Exercise aim:
Carry on the call for papers about place-based prevention science, starting after its final sentence.

Passage provided:
▬▬▬▬▬▬

Questions about your abstract submission? Contact Jennifer Lewis at jenniferlewis@preventionresearch.org. For faster service, please include your abstract ID# in all correspondence.
Call for Papers
Submission Deadline: October 31, 2019
Download PDF version of SPR 2020 CFP
View Abstract Submission Guidelines
Abstract submission formats for All SPECIAL and GENERAL themes: Individual papers, Individual posters, Organized paper symposia, Organized poster forums, TED-Like talks, Organized “20 x 20” presentations, Roundtable Discussions, Technology demonstrations. See abstract submission guidelines for more details.
This year’s conference theme, Why Context Matters: Towards a Place-Based Prevention Science, challenges prevention scientists to explicitly recognize the central role that geographical concepts such as location, distance, distribution, connectivity, place, neighborhood, and activity space (routine locations of individuals) have on health outcomes. A place-based approach to prevention science recognizes that risk and protective factors are spatially differentiated, and that health disparities and cultural variations between neighborhoods, regions and countries, are magnified in particular places. Put simply, a spatial perspective collects, analyzes, and interprets data within a geographic context to understand interactions between people, places, and health.
Place is studied among prevention scientists who investigate neighborhood effects and the distribution of risk and protective factors within communities, including public health scientists and particularly epidemiologists. However, in a recent word search within the journal Prevention Science, only 3% of the 1126 articles reviewed included the terms spatial, place-based, neighborhood, activity space, or geographic information systems in the title or abstract. This basic review highlights the potential for prevention science to more thoroughly integrate a spatial perspective into its research portfolio.
Place-based research is complex and must account for a wide array of methodological issues such as interactions between individuals and place, neighborhood choice, place-based social processes, and the influence of contiguous neighborhoods. Nevertheless, this inherently interdisciplinary approach can provide new perspectives on social-spatial forces and health behaviors critical to the advancement of prevention science.

▬▬▬▬▬▬

Available data:

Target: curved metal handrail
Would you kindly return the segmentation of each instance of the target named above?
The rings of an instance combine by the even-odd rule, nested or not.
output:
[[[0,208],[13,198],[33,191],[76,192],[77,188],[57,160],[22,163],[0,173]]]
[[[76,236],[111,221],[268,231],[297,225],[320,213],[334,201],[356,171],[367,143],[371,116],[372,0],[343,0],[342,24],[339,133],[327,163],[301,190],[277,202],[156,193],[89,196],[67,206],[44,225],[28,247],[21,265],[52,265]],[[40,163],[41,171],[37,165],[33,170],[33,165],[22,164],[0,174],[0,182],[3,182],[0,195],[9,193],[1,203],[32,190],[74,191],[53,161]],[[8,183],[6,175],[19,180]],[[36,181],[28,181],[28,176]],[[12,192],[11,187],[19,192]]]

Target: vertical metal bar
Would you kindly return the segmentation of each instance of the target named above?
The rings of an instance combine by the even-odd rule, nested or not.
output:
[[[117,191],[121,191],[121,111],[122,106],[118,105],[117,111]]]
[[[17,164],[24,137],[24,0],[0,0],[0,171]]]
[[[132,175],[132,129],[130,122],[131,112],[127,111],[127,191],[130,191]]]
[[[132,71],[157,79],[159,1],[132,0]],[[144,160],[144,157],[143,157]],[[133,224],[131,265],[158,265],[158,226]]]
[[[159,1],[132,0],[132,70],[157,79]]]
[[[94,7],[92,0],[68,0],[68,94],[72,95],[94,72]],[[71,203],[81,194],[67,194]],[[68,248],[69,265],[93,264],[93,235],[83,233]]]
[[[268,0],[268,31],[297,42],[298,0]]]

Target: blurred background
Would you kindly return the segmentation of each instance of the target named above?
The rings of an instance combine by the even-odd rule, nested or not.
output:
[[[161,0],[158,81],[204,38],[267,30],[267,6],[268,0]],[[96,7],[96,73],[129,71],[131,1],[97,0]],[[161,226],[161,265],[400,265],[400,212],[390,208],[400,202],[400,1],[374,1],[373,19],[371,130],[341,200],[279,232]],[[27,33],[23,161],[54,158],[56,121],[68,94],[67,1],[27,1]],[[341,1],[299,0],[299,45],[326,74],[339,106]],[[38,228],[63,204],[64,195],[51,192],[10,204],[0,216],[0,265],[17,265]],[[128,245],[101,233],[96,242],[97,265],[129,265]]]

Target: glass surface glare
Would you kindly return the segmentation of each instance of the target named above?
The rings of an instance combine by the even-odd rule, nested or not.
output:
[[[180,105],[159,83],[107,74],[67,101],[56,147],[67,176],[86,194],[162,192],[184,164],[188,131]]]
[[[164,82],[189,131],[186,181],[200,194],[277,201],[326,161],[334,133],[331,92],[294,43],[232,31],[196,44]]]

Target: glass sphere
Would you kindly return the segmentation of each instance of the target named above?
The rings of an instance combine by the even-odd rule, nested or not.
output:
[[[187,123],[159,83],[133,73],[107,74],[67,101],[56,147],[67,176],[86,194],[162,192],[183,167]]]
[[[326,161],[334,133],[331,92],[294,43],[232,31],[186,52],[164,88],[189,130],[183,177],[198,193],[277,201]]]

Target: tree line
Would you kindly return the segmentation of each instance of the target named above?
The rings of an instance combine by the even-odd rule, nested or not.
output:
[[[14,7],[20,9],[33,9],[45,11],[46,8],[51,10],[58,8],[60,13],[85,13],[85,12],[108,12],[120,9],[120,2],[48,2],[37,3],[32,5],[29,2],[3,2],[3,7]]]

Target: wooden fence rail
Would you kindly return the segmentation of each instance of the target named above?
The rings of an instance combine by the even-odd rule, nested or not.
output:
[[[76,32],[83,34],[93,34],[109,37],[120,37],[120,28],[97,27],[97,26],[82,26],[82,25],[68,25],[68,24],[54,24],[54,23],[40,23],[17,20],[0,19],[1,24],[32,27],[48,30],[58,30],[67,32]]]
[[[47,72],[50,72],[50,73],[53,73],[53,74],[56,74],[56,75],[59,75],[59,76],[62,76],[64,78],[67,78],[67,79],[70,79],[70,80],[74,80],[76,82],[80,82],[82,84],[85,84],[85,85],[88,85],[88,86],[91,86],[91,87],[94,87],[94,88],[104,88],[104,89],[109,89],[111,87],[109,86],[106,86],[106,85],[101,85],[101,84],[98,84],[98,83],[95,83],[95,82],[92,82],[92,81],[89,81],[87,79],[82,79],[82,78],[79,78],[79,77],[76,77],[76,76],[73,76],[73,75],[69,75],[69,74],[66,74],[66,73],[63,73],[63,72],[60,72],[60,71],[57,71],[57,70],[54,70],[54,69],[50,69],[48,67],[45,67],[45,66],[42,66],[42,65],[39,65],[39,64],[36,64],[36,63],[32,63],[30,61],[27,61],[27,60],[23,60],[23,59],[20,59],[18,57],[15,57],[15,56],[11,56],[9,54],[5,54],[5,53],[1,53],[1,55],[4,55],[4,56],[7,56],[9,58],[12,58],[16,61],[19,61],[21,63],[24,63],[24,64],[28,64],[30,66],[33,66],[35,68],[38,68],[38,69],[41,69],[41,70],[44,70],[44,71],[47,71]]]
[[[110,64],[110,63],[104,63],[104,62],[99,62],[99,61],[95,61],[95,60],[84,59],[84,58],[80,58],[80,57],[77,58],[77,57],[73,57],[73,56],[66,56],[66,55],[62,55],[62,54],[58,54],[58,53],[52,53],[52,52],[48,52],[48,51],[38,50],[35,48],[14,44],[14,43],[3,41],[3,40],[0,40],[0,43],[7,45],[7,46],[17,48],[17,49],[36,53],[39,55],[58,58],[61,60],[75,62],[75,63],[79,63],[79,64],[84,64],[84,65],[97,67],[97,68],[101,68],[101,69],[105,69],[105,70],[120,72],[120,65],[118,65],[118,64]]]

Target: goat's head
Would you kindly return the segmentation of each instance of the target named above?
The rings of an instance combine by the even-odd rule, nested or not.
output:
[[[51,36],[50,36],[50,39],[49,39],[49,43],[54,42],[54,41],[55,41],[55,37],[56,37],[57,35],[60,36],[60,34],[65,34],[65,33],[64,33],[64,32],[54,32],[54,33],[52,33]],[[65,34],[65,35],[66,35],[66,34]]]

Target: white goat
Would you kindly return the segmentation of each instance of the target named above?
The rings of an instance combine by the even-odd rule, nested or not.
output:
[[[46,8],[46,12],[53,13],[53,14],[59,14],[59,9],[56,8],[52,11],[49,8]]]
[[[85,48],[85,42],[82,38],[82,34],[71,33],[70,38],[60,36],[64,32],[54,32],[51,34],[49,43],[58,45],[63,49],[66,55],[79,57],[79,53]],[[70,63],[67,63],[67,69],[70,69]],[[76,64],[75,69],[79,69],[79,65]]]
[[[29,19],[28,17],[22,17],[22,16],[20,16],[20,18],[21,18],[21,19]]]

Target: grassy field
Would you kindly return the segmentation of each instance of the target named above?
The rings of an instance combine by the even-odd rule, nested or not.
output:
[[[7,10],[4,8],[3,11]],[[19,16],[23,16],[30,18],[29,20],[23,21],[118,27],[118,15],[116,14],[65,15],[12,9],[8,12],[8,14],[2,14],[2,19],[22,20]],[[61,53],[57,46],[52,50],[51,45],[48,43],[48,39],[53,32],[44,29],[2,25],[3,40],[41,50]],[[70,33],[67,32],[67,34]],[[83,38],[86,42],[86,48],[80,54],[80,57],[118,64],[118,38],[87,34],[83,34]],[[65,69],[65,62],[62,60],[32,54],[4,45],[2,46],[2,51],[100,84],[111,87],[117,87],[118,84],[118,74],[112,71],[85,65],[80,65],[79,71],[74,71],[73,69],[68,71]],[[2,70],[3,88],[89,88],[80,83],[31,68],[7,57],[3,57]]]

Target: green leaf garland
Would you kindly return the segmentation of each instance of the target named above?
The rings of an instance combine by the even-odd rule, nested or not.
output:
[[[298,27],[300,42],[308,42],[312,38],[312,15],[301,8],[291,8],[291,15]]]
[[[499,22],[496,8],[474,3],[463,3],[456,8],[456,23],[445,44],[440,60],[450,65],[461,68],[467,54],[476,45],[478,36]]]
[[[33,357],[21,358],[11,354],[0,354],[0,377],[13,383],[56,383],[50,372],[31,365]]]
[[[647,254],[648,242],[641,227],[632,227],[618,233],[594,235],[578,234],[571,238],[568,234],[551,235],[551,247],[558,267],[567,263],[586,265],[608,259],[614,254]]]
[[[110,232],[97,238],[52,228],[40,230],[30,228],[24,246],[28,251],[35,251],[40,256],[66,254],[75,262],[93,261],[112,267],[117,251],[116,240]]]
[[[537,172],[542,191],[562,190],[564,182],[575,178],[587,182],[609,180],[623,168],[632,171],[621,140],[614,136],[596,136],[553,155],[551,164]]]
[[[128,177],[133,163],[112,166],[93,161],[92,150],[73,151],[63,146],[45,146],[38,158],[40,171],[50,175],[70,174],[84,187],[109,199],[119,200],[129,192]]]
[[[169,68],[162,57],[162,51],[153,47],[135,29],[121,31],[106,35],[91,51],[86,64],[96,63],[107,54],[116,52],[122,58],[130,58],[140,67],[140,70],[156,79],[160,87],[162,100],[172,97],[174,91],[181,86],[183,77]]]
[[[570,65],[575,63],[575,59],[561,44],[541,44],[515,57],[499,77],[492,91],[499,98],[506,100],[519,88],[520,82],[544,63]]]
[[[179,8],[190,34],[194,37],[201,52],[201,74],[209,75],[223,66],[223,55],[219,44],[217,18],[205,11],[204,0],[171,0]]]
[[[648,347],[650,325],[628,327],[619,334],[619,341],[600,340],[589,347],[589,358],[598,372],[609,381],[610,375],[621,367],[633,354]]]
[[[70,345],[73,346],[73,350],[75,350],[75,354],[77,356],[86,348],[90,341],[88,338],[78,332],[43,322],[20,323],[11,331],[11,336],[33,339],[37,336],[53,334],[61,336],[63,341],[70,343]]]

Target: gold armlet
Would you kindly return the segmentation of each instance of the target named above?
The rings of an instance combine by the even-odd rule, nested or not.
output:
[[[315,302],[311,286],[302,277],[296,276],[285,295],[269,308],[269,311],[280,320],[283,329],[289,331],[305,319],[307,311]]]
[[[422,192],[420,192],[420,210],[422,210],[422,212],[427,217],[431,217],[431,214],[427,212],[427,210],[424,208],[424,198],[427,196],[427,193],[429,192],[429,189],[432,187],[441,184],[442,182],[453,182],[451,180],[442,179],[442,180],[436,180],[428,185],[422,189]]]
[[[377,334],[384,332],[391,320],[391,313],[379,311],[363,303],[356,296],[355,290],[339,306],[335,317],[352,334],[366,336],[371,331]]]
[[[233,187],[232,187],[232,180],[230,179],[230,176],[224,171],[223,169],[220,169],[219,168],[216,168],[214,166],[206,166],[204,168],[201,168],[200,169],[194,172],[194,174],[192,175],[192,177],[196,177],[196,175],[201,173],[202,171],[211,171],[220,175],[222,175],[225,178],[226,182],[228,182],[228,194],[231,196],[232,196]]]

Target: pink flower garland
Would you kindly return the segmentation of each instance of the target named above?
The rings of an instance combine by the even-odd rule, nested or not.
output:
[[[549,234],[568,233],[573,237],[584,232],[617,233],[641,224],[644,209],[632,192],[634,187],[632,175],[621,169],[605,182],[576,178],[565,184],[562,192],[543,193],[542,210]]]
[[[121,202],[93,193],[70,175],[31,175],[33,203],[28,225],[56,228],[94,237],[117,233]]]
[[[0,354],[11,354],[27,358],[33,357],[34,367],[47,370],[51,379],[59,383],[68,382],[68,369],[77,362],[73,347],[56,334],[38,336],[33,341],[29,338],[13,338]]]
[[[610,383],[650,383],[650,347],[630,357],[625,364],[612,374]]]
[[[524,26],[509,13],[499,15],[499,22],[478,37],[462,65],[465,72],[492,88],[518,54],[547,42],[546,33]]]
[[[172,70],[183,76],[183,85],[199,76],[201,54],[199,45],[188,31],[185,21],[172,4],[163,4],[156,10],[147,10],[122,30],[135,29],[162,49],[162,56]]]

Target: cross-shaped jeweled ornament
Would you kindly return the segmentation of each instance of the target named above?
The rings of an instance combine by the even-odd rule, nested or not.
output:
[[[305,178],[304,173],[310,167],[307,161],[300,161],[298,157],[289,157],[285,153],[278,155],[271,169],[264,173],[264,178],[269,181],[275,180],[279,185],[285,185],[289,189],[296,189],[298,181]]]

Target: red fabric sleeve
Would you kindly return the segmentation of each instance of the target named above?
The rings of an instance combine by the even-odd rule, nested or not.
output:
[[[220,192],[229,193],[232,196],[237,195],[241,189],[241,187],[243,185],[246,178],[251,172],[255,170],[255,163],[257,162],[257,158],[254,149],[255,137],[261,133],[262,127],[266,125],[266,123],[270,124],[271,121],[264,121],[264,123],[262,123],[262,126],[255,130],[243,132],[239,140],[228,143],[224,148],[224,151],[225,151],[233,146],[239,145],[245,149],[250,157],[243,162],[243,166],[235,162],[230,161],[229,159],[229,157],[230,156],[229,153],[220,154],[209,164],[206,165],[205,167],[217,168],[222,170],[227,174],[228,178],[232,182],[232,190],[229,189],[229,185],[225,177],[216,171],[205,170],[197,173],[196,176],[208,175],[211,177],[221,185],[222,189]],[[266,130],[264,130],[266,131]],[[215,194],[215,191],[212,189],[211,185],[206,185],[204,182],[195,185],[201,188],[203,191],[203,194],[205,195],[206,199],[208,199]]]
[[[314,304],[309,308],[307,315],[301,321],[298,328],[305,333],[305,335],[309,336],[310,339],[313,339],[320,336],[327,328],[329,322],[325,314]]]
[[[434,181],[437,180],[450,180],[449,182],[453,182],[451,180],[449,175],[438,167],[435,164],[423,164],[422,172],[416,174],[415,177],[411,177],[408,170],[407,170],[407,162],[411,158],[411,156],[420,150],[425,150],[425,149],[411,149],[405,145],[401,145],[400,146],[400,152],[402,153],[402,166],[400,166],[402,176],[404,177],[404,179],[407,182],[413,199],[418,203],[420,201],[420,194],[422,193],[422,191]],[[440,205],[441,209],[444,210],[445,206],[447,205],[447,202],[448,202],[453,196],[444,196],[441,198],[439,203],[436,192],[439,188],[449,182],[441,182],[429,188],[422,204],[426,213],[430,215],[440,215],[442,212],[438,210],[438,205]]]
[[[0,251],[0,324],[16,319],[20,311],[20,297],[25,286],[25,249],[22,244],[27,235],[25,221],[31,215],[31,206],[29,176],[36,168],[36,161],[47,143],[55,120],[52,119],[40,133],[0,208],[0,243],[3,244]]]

▬▬▬▬▬▬

Answer section:
The importance of place on health is gaining traction in the popular press. For example, recent research has demonstrated how zip codes can determine our life spans, with variations of up to 30 years within some cities. Within the context of population health, prevention science can examine the geographically linked nature of substance use, obesity, crime, educational outcomes, and other health disparities, as well as protective features such as social capital. Increasing the scale of prevention research necessitates examining how geographically constituted policies can promote or suppress desirable health outcomes. Other examples of interest are: a) understanding how populations experience place and how this could be leveraged to improve prevention programming, b) understanding the use of private, hidden, spaces for criminal activities, sexual violence, and substance use, and c), examining how rural spaces can be effectively studied given lack of density.
This call for papers seeks to stimulate creative spatial thinking to advance prevention science by further integrating place into existing behavioral theories, testing new theories and research designs, using technologies such as Geographic Information Science, and examining new data collection and analytic methods.
Abstract submission formats for All SPECIAL and GENERAL themes: Individual papers, Individual posters, Organized paper symposia, Organized poster forums, TED-Like talks, Organized “20 x 20” presentations, Roundtable Discussions, Technology demonstrations. See abstract submission guidelines for more details.
2020 Special Conference Themes
Each year, SPR selects three special themes designed to highlight specific areas of research relevant to prevention science. These special themes guide the development of plenary sessions, symposia, and preconference workshops. The SPR Conference Committee encourages basic, applied, and developmental research submissions across the three special themes.
Consistent with this year’s conference theme, Why Context Matters: Towards a Place-Based Prevention Science, the SPR Conference Committee encourages special conference theme submissions related to: (1) place-based prevention, (2) technology and spatial epidemiology, and (3), increasing health equity and strengthening resilience. This year’s third special theme is highlighted in SPR’s strategic plan and in the work of SPR’s task force on reducing health disparities and improving equity through prevention. Submissions based on this years’ third special theme can intersect with the other two special themes or stand alone.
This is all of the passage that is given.